◆ Required task A:
Please edit the records below so that "navy" becomes "black", leaving everything else unchanged.

Visit the Evidence Files Facebook and YouTube pages, including the latest podcast episode; Like, Follow, Subscribe or Share!; Like, Follow, Subscribe or Share!
***Note: this article discusses cyberattack techniques and links to tools that malicious actors could use to commit crimes. These tools are linked because while they can be used for evil, they are also used by professionals working to prevent attacks and the harms that result from them. These are publicly available resources. I take no responsibility for anyone who may choose to use them illegally. For those with the proper intent, please make sure the access to or use of such tools does not violate any laws in the jurisdiction in which you live or work.***
Malware is so ubiquitous across our increasingly-connected world that legions of people now spend their entire days trying to find it. In addition to searching for malicious programs, threat hunters also work to identify their creators or users. Because attackers tend to try to cover their tracks, analysts often start with only bits of information (both literal and figurative) from which they engage in a sort of detective work to piece together clues to reach a positive identification. While analysts who are particularly skilled at what they do will employ numerous methodologies, this article discusses one in particular—hashing. I chose this topic because in one of my own cybersecurity classes, I discovered that students did not fully comprehend the variety of ways hashing can assist in cybersecurity and malware analysis. In part, this article is for them.

◆ Given records:
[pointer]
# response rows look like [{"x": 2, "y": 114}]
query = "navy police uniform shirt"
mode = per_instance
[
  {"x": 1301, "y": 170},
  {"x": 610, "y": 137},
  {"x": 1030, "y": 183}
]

◆ Required task B:
From the article on hashing in malware analysis above, copy the text between "Visit the Evidence" and "Share!; Like, Follow, Subscribe or Share!", inclusive, without changing anything.

◆ Exercise answer A:
[pointer]
# response rows look like [{"x": 2, "y": 114}]
query = "black police uniform shirt"
mode = per_instance
[
  {"x": 1301, "y": 170},
  {"x": 610, "y": 137},
  {"x": 1030, "y": 183}
]

◆ Exercise answer B:
Visit the Evidence Files Facebook and YouTube pages, including the latest podcast episode; Like, Follow, Subscribe or Share!; Like, Follow, Subscribe or Share!